__Document passage__.
--------------------------------
I must warn you. You know how I said that often I find stories about animals being too sad even with a happy ending. Well this story bordered on being too sad. I just can't stand for animals to be sad or hurt. Thankfully it was a plot thread the story only diverted to every now and then so I got breaks from it, but still I didn't know if I could make it through.
Maddie is a squatter. She didn't mean to be a squatter, but she needed a reprieve from her life. She was pregnant and after her boyfriend/father of child walked out on her she packed up the few possessions he left her with and headed to her sister's home. It's winter in the north. She swerves to miss a kitten in the road and slides into a ditch. Friendly neighbors come to her rescue and assume since she's in the drive she is renting the empty house. She doesn't dissuade them of the notion. It's only for a little while, until she can figure out her next move. Five years later the owner comes home looking for his own bit of solitude and thinking to find Maddie, her son and cat. He's a dog person!
--------------------------------
__Supplied information__.

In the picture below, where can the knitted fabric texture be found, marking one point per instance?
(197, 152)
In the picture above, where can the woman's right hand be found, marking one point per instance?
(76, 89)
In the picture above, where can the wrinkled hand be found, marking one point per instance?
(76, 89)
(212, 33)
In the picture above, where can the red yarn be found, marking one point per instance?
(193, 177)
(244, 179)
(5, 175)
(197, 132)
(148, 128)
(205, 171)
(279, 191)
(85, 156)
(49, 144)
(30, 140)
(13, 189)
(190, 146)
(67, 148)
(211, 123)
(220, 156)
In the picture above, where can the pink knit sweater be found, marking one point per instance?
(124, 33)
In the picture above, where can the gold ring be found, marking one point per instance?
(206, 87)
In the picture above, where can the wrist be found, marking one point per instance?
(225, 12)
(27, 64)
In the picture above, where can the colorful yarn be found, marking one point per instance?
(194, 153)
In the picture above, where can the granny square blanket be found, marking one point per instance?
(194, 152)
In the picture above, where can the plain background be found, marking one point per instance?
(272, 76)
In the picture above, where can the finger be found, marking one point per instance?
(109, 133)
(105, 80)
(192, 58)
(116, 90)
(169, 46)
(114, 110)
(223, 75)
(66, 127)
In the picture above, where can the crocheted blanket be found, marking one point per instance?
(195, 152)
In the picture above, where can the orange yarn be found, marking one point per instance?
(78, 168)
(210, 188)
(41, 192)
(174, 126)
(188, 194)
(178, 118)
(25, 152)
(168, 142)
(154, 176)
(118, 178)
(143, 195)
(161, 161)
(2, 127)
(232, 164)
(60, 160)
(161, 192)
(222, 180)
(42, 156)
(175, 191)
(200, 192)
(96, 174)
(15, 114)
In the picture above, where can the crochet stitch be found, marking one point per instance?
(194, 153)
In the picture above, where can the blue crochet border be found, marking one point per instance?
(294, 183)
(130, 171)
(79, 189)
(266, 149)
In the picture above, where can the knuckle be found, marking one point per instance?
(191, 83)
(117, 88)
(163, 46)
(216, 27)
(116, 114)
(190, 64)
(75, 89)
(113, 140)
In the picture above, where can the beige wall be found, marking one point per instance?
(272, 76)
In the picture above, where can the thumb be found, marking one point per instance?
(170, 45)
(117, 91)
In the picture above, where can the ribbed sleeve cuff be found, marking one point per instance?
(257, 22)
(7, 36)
--------------------------------
__Required tasks__.
A) Answer these questions about the book review, each on its own line:
(i) What does Maddie swerve to avoid hitting on the road?
(ii) How many years pass before the owner of the house comes home?
(iii) What kind of animal person is the owner said to be?
B) Sum up the book review in two sentences.
C) According to the book review, why do the neighbors think Maddie is renting the empty house?

__Responses for each task__.
A)
(i) A kitten.
(ii) Five years.
(iii) A dog person.

B) The reviewer warns that a sad animal plot thread in the story nearly became too much, though the story only turns to it now and then. The story follows Maddie, a pregnant woman left by her boyfriend, who slides into a ditch on her way to her sister's home and ends up living in an empty house until the owner returns five years later.

C) The neighbors assume she is renting it because she is in the house's drive after they come to help her. She doesn't correct them.